Task instructions
(a) In the brick thread, rewrite the paragraph beginning "You know a while back, in Nashville TN" as a short bulleted list that keeps its main facts.
(b) According to the brick thread, where and how was the Bridgeville Mayer brick found?
(c) Copy everything in the brick thread from "You know a while" down to "me.(The family collector).".

Source
# Bricks...



## Brains (Dec 19, 2010)

"gasp" THis is so... unexpected (finds):
 Heres some ohio... or west virginia... or maybe even pennsylvania bricks i found recently.  Some were part of the Aetnaville bridge, and some of them came from a culvert along the Cleveland and Southwestern traction line.


----------



## Brains (Dec 19, 2010)

brick


----------



## Brains (Dec 19, 2010)

.


----------



## Brains (Dec 19, 2010)

Harris paver... got two a 'em


----------



## Brains (Dec 19, 2010)

Mack
 Reg U.S. Pat off


----------



## Brains (Dec 19, 2010)

Bridgeville | Mayer | Bridgevile
 found this one in Wheeling, west virginia-they dug up the sidewalk to put in a new street light and this was in the pile of junk they dug up.  I picked it up, then i casually walked off into the night with it...


----------



## Brains (Dec 19, 2010)

As seen in their natural habitat... pouring out of a concrete bridge abutment


----------



## NYCFlasks (Dec 19, 2010)

Way cool, love old bricks.....thanks for sharing.


----------



## Brains (Dec 19, 2010)

Heres how some of these were used on the Aetnaville bridge.  They're part of a wall leading up to the bridges portal or something


----------



## Brains (Dec 19, 2010)

and... at last... a close up of the previous in action shot


----------



## cyberdigger (Dec 19, 2010)

Those are some sweet talkers, Bryan!!


----------



## Dean (Dec 19, 2010)

Hello Everyone,

 This is the type we dug back in the 70's.

 MERRY CHRISTMAS,





 Dean Marvel


----------



## peejrey (Dec 19, 2010)

That's cool.
 You know a while back, in Nashville TN, My dad told me about a spot in the street they were working on,(A busted pipeline). We went to see and sticking out from underneath the pavement were railroad ties, not for a train though. In the 1800's-1950's (rough estimate) there was a street car track. It was buried under 8 feet of asphalt, but a friend of my father's was able to get some spikes, he gave one to my dad, which he gave to me.(The family collector).
 Just though i'd share.

 Thanks-PJ


----------



## madman (Dec 19, 2010)

heres my oldest brick 1849 that is


----------



## JOETHECROW (Dec 19, 2010)

Thanks for posting those Brains....and Dean and madman...I like those old bricks and I always try to grab them when I can...Have them all over, built into the hearth, etc....Here's one I suspect is older than some of my others,...And I'll post one or two more. We have a lot of ancient brickworks, coke ovens and similar ruins around here....Penn Digger and I have hiked out of the woods many times, weighted down w/ bricks in our packs.[]


----------



## JOETHECROW (Dec 19, 2010)

Information shown
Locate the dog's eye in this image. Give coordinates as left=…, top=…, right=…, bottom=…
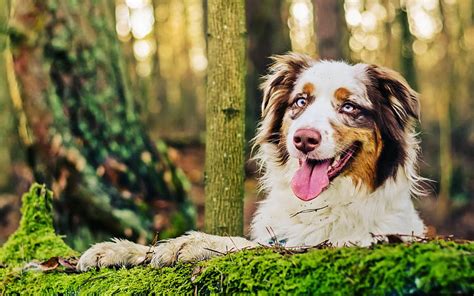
left=341, top=103, right=357, bottom=113
left=295, top=97, right=307, bottom=108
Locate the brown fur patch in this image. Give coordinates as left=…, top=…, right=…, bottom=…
left=334, top=87, right=352, bottom=103
left=366, top=65, right=419, bottom=186
left=333, top=125, right=383, bottom=191
left=255, top=53, right=312, bottom=164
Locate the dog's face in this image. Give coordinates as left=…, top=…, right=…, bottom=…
left=256, top=54, right=418, bottom=201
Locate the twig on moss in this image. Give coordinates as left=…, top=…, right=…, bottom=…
left=290, top=205, right=329, bottom=218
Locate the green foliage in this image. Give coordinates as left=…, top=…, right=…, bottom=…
left=0, top=185, right=474, bottom=295
left=0, top=241, right=474, bottom=295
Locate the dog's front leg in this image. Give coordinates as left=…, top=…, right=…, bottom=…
left=151, top=231, right=259, bottom=267
left=77, top=231, right=258, bottom=271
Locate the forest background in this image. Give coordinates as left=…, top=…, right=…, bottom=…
left=0, top=0, right=474, bottom=250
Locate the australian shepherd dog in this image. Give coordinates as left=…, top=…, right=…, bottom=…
left=78, top=53, right=425, bottom=270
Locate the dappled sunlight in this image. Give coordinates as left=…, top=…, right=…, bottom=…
left=288, top=0, right=316, bottom=55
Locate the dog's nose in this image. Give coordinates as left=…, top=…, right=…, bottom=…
left=293, top=128, right=321, bottom=153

Outputs for the tasks
(a)
- In Nashville, TN, the writer's dad mentioned a street being worked on because of a busted pipeline.
- When they went to look, railroad ties were sticking out from under the pavement, though not for a train.
- A street car track had run there, roughly from the 1800s to the 1950s by rough estimate, and was buried under 8 feet of asphalt.
- A friend of the father got some spikes and gave one to the dad, who passed it on to the writer, the family collector.

(b) It was found in Wheeling, West Virginia, in a pile of junk dug up when the sidewalk was opened to put in a new street light.

(c)
You know a while back, in Nashville TN, My dad told me about a spot in the street they were working on,(A busted pipeline). We went to see and sticking out from underneath the pavement were railroad ties, not for a train though. In the 1800's-1950's (rough estimate) there was a street car track. It was buried under 8 feet of asphalt, but a friend of my father's was able to get some spikes, he gave one to my dad, which he gave to me.(The family collector).